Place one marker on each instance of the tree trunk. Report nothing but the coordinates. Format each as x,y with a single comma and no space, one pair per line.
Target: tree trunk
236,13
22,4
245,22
-*-
▶ [Work to be completed]: Reproduce all of the lines above verbatim, with no alteration.

▶ [Exercise output]:
Place one marker on each instance of the tree trunk. Report nothing but the coordinates. Format each as x,y with a single comma and no space, one pair per line.
Target: tree trunk
236,13
22,4
245,22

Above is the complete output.